GIVEN REQUEST:
Print the data exactly, leaving nothing out.

DATA SECTION:
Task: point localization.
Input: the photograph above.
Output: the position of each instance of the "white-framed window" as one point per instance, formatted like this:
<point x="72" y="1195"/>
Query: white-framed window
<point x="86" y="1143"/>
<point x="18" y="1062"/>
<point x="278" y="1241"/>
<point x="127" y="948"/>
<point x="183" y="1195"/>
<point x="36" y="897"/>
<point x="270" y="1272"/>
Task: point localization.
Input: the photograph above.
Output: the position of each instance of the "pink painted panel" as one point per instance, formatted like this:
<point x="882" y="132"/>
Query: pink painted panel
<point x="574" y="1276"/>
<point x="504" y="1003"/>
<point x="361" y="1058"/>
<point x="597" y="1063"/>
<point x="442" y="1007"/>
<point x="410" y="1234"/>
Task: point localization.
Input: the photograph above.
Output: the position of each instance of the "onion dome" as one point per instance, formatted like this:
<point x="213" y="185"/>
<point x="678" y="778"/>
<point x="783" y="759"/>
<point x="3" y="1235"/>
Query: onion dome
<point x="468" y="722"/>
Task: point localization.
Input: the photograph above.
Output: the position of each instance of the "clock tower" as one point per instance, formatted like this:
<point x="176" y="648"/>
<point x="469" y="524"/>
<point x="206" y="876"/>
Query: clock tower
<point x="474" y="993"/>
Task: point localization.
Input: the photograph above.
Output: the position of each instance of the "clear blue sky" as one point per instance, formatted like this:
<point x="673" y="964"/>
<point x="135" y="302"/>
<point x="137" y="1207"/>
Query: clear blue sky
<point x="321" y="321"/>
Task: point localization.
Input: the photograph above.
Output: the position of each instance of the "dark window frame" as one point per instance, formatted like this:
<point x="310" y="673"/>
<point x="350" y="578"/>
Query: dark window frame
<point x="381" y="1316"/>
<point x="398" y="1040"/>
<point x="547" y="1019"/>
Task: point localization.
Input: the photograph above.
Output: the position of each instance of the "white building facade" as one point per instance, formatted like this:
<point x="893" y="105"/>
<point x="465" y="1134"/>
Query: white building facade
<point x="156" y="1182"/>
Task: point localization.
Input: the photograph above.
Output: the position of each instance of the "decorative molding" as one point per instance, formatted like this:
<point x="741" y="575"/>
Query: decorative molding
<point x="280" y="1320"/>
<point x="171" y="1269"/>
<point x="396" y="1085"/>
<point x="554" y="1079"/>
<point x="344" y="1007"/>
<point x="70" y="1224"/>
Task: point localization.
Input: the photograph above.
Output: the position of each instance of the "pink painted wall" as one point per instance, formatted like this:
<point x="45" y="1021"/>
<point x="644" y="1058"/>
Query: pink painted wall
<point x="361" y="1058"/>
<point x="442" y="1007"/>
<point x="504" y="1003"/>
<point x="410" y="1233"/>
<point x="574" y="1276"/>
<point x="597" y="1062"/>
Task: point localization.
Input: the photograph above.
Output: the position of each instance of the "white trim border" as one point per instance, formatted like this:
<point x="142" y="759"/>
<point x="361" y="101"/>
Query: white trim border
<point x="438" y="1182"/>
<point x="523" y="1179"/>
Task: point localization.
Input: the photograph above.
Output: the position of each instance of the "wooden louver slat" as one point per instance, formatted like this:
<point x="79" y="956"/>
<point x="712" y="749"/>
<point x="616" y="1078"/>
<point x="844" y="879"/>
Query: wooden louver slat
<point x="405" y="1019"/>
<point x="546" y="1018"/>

OUTPUT:
Task: point localization.
Input: the photograph above.
Output: the position of each instance of the "white-framed window" as one point per instance, formatted like this:
<point x="72" y="1195"/>
Query: white-framed window
<point x="86" y="1143"/>
<point x="18" y="1062"/>
<point x="278" y="1241"/>
<point x="127" y="948"/>
<point x="183" y="1195"/>
<point x="36" y="897"/>
<point x="270" y="1272"/>
Task: point localization.
Input: the photograph above.
Output: the position of each instance of the "pink painted panel" as one point per instance, formatted like this:
<point x="882" y="132"/>
Query: pink painted panel
<point x="574" y="1276"/>
<point x="504" y="1003"/>
<point x="361" y="1058"/>
<point x="597" y="1063"/>
<point x="442" y="1007"/>
<point x="410" y="1234"/>
Task: point localization.
Input: the photograph above.
Output: the position of each instance of the "onion dome" as one point per instance, formatted like this:
<point x="213" y="185"/>
<point x="678" y="778"/>
<point x="783" y="759"/>
<point x="3" y="1235"/>
Query: onion dome
<point x="468" y="722"/>
Task: point localization.
Input: the photograph above.
Output: the position of each instance of the "clock tower" as one point per instance, formatted like this:
<point x="176" y="648"/>
<point x="469" y="524"/>
<point x="206" y="876"/>
Query: clock tower
<point x="474" y="993"/>
Task: point localization.
Input: the photograph above.
Output: the position of each instance of the "clear blue sky" as one point per instance, formatted like this:
<point x="673" y="964"/>
<point x="135" y="302"/>
<point x="137" y="1207"/>
Query: clear blue sky
<point x="321" y="321"/>
Task: point localization.
Input: the photograph above.
Output: the position of each instance of the "dark window frame" as one point per instance, formatted like this:
<point x="310" y="673"/>
<point x="350" y="578"/>
Query: dark window frame
<point x="381" y="1316"/>
<point x="398" y="1040"/>
<point x="547" y="1019"/>
Task: point localization.
Input: the photograph above.
Output: the position of each instance of the "white building facade" as one point per instance, formatted like this:
<point x="893" y="105"/>
<point x="465" y="1134"/>
Query: white building facade
<point x="156" y="1182"/>
Task: point localization.
Input: the photograph above.
Output: the position of each instance of the "decorative molding" as one point per instance, formatted like this:
<point x="741" y="575"/>
Query: decorative molding
<point x="280" y="1320"/>
<point x="171" y="1269"/>
<point x="396" y="1085"/>
<point x="554" y="1079"/>
<point x="344" y="1007"/>
<point x="70" y="1224"/>
Task: point localization.
Input: the photograph above.
Output: the position of each instance of the "pink painted wall" as one point per instance, formatted like this:
<point x="45" y="1021"/>
<point x="644" y="1058"/>
Query: pink painted wall
<point x="361" y="1058"/>
<point x="442" y="1007"/>
<point x="504" y="1003"/>
<point x="410" y="1233"/>
<point x="574" y="1276"/>
<point x="597" y="1062"/>
Task: point localization.
Input: the photograph above.
Output: the position of each instance of the "white trim border" as one point per instance, formatted like this:
<point x="142" y="759"/>
<point x="361" y="101"/>
Query: white trim border
<point x="438" y="1182"/>
<point x="523" y="1179"/>
Task: point localization.
Input: the photograph above.
Output: the position of each instance of the "wooden louver slat" as one point per instance, formatted like this:
<point x="79" y="956"/>
<point x="712" y="749"/>
<point x="616" y="1078"/>
<point x="844" y="879"/>
Query: wooden louver slat
<point x="405" y="1019"/>
<point x="546" y="1018"/>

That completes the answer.